## Source information
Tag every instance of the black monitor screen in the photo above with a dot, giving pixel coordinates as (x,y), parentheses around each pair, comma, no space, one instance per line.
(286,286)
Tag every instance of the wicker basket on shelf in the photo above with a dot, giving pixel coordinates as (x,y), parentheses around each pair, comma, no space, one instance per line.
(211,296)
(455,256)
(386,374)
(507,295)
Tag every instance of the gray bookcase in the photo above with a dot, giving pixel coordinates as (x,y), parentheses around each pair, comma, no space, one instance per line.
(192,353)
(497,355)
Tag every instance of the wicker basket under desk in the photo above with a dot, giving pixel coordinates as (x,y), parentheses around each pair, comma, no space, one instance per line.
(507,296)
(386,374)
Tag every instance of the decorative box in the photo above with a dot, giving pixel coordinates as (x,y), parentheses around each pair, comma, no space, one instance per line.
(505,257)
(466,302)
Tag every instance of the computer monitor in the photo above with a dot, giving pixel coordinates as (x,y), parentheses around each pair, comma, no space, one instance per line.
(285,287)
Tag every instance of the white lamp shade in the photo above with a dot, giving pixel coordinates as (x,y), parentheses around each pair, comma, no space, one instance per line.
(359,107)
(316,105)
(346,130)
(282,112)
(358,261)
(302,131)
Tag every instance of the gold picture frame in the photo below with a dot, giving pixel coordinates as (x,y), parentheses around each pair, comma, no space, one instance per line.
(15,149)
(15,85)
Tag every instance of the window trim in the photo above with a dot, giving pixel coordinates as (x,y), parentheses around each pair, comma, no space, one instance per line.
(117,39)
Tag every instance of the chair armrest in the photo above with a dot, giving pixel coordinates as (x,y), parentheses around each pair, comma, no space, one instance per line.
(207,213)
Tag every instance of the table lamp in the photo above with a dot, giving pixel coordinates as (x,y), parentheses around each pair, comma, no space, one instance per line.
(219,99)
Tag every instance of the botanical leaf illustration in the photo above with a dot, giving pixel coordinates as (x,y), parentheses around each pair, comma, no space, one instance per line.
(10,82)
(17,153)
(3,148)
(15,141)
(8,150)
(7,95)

## Exercise aim
Output the listing exactly. Leave no line out.

## Exercise result
Tag every instance of the black monitor screen in the photo above with a dot, giving pixel coordinates as (x,y), parentheses around each pair, comma, no space, one instance per line.
(286,286)
Tag every instance of the wicker basket on shelf in the photo above with a dot, giving pixel coordinates as (x,y), parentheses around each pair, comma, no space, one instance per line.
(211,296)
(455,256)
(386,374)
(507,295)
Tag every instance of the gray bookcase in the photo above with a dot, giving pixel coordinates as (x,y), parentheses around each pair, comma, no space, one instance per line.
(192,353)
(497,355)
Tag every instance of the wicker basket under desk in the photo above with a dot, giving pixel coordinates as (x,y), parentheses around each pair, comma, no space, one instance per line.
(507,296)
(386,374)
Tag every instance of the decorative box in the photo above with a dot, giving pixel coordinates as (x,y), parentheses around each pair, comma, no space, one instance per line.
(505,257)
(466,302)
Tag every instance of the computer monitor in the photo above with a dot, giving pixel coordinates as (x,y), parentheses around each pair, comma, no space, one instance per line.
(285,287)
Tag every instance of the white lamp shade in the photo above with a dot, giving pixel coordinates as (x,y), parentheses around each pair, comma, no space, one instance per line.
(359,107)
(316,105)
(346,130)
(282,112)
(358,261)
(302,131)
Tag every instance of the gold picture frame in the photo below with a dot, giving pixel coordinates as (x,y), parentheses around each pair, comma, no space, one instance per line.
(15,149)
(15,85)
Tag every instance of the window trim in the photo above with a dot, giving pixel coordinates as (x,y), parentheses around each pair, comma, no space, one instance per line.
(117,39)
Tag every instance of the chair armrest in the photo above with a dot, giving pixel coordinates as (x,y), parentheses around each pair, comma, no space, one instance per line.
(207,213)
Tag every instance of the table lamp in the photo above with a dot, giving pixel coordinates as (x,y), parentheses around each pair, comma, no space, one instance per line.
(219,99)
Tag every instance of the botanical leaf illustration in the photo above with a dot, giving pixel coordinates as (x,y), parentheses around each pair, comma, no space, one instance per line.
(10,82)
(17,153)
(3,148)
(15,141)
(8,150)
(7,95)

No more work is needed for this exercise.